Directive: Edit the rows from the line holding "For practice, label the man's beard" through the end of the rows, inclusive: put "flower garland" in place of "marigold garland" and leave everything else unchanged.

Records to use:
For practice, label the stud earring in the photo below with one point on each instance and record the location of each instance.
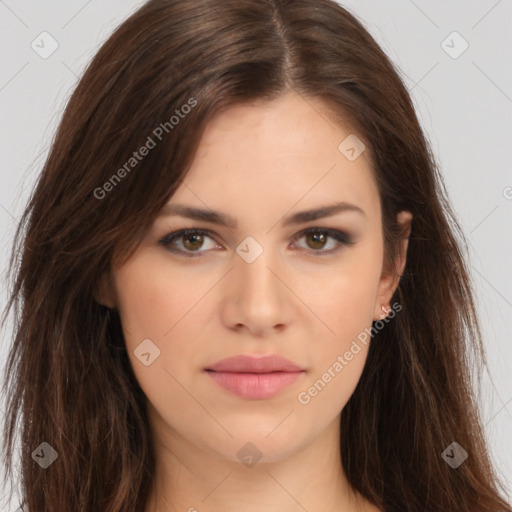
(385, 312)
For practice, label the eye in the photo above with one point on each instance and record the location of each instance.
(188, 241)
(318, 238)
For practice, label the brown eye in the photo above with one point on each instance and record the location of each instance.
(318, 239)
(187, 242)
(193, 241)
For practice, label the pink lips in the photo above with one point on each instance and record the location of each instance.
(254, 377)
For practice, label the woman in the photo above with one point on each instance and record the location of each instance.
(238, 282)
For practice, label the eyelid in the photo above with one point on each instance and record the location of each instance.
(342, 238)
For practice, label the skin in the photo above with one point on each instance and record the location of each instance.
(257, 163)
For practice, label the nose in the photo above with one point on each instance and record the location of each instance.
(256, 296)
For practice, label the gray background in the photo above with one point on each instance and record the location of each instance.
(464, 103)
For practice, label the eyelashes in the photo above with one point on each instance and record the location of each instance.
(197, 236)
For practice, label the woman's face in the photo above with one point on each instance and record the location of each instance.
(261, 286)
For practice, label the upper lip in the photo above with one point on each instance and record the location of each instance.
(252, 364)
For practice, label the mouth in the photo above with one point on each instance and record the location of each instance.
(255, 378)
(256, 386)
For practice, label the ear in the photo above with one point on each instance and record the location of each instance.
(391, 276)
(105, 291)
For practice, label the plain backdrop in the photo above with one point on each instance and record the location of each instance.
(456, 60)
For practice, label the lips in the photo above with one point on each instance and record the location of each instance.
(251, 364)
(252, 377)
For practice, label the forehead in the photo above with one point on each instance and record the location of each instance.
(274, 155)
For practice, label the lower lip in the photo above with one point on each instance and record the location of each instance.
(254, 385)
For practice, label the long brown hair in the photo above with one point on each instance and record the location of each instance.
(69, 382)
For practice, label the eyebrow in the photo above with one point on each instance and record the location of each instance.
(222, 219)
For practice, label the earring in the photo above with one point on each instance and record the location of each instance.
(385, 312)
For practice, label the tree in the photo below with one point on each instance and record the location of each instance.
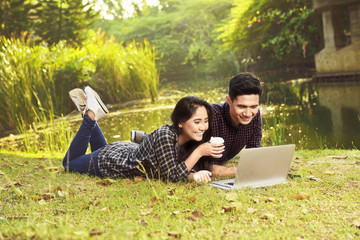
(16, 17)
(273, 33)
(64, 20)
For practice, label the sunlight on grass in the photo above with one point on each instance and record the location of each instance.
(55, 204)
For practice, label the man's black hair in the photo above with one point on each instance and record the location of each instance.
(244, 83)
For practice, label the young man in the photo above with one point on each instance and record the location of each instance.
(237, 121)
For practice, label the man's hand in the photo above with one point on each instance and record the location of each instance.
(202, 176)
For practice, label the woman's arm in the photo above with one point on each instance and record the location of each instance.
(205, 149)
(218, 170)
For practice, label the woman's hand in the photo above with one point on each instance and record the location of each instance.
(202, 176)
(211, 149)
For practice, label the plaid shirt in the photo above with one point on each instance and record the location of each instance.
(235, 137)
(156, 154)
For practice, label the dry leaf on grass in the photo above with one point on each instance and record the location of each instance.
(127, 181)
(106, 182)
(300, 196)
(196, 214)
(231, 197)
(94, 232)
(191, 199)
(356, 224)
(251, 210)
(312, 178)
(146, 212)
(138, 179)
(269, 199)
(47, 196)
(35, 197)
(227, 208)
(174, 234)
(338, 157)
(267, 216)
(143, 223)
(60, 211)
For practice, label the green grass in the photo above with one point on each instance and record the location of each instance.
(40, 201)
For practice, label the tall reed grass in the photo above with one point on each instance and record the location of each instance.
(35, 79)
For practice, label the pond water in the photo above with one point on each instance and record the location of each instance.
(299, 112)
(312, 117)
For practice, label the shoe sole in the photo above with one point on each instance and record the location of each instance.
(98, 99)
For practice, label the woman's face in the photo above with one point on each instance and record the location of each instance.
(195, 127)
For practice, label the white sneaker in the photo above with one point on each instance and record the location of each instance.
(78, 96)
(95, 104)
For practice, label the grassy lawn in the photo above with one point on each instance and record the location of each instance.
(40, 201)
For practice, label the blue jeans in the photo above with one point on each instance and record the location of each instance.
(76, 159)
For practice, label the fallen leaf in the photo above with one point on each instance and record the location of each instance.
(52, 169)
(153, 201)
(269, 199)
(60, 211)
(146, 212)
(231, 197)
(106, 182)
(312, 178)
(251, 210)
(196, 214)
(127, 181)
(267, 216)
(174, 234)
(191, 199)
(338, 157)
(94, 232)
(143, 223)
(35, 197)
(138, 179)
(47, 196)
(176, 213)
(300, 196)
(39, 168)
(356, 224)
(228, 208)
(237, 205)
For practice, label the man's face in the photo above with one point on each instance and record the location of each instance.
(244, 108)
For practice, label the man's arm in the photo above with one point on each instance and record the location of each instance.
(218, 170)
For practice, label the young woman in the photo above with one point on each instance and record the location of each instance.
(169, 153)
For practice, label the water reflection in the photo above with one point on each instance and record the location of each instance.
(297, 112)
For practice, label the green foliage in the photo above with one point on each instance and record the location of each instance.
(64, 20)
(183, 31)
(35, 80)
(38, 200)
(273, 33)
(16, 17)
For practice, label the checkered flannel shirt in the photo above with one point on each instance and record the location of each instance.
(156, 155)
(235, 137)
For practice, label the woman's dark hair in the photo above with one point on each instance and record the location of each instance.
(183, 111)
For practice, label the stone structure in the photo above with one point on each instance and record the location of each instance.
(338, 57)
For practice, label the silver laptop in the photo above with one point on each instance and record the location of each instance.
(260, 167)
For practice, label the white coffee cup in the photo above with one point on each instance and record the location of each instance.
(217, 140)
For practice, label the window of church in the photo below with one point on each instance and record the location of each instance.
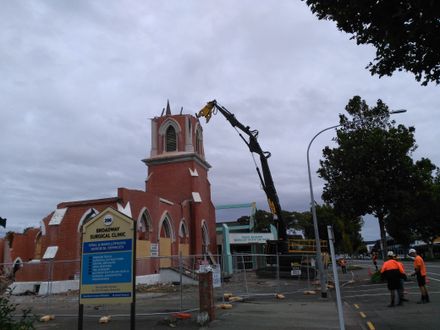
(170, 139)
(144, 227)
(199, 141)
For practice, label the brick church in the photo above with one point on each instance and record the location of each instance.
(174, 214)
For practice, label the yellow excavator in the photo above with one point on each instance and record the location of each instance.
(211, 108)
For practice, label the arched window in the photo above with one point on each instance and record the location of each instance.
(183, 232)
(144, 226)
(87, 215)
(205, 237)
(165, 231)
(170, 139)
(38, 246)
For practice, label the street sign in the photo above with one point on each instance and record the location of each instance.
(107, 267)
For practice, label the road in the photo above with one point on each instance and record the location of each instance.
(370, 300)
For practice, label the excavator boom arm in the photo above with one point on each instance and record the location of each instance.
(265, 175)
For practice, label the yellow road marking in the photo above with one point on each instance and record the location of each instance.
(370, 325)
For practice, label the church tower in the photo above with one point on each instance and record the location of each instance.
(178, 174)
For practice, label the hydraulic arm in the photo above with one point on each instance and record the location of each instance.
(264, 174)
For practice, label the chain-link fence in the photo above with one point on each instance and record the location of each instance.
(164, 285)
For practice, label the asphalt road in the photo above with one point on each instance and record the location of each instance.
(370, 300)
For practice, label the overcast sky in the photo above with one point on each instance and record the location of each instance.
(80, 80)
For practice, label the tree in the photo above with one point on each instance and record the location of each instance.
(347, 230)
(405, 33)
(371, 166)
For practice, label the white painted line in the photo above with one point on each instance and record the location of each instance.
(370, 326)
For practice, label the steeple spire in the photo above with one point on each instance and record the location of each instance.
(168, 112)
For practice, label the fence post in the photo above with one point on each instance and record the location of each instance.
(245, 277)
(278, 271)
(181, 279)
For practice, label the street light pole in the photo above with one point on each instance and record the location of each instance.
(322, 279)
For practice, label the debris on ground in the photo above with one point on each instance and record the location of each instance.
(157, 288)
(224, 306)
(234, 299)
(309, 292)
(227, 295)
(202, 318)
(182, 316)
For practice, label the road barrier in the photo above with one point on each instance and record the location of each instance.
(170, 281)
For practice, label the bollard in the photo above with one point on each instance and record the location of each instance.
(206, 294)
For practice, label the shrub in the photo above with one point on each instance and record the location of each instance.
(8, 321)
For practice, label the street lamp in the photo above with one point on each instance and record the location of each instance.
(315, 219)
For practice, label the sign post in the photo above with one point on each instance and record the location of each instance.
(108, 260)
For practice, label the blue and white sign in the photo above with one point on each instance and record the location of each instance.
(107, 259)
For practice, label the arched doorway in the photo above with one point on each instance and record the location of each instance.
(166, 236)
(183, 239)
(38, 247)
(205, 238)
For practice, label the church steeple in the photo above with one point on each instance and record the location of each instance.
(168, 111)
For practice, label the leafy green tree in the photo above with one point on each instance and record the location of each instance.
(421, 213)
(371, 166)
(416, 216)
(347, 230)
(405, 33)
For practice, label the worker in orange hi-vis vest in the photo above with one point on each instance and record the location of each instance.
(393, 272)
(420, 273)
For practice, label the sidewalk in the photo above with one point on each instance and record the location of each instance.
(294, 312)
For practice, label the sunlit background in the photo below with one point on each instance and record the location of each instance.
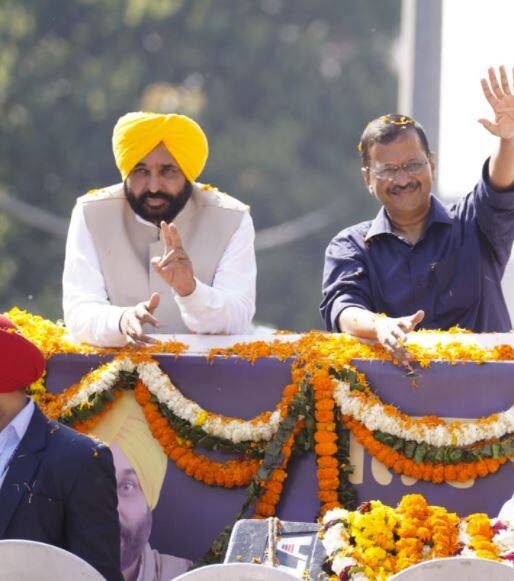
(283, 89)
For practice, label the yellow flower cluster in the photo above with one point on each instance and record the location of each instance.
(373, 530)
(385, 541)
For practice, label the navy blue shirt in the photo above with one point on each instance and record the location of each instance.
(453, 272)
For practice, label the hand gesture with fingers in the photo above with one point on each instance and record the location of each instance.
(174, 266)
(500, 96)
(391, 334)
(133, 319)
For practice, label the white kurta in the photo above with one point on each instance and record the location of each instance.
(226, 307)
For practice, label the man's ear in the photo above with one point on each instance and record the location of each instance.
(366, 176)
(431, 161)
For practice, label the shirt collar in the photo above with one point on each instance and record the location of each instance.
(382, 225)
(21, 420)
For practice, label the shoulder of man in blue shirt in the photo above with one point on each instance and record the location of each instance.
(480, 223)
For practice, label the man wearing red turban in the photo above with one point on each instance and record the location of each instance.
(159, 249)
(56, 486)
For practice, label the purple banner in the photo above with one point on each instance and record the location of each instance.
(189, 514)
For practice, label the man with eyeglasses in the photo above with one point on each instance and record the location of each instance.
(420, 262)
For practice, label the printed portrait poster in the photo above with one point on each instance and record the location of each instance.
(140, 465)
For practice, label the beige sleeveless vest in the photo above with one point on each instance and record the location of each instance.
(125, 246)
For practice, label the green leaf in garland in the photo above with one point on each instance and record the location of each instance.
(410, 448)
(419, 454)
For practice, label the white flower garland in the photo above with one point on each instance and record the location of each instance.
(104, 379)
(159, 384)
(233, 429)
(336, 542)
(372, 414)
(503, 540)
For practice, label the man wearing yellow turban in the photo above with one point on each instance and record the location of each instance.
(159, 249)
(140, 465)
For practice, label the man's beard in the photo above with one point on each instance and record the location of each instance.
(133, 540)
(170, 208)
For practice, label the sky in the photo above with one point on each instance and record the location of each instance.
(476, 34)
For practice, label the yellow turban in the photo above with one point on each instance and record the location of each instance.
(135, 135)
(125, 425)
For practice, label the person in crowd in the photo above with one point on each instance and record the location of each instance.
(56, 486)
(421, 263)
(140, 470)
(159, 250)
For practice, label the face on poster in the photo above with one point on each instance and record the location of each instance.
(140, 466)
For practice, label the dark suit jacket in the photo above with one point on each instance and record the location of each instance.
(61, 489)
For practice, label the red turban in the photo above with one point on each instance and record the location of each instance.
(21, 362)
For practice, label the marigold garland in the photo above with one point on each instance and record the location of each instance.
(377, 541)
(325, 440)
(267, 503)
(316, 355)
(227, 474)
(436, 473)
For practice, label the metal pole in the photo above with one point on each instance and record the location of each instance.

Result of this task:
For practice, label the man's beard in the photo above with one point on each instance and record the location of each instance.
(133, 540)
(170, 208)
For practice, label the sky in the photo above with one point on each instance and record the location of each instance.
(476, 34)
For practice, label the yellow turban in the photo above with one point on each instance and record the location of each instance.
(135, 135)
(125, 425)
For practice, label the person in crowd in the photo above with one point on each instance and record the location of each instance.
(56, 486)
(421, 263)
(140, 470)
(159, 250)
For practice, label the face on poster in the photo above with one point on each instance and record the location of each instance.
(140, 466)
For practice, label the dark suit jacket in the photo above with one point on each instance and record the location of each instance.
(61, 489)
For practice, label the red turban in the photo above with one point on each instance and record the location of each instance.
(21, 362)
For practice, label the flower garland in the photo above with one point on each instance and record the location of each instance.
(377, 541)
(325, 440)
(267, 503)
(316, 355)
(227, 474)
(436, 473)
For practice, label the metal pole in the photo above with one point on each instance and record the location of each instance.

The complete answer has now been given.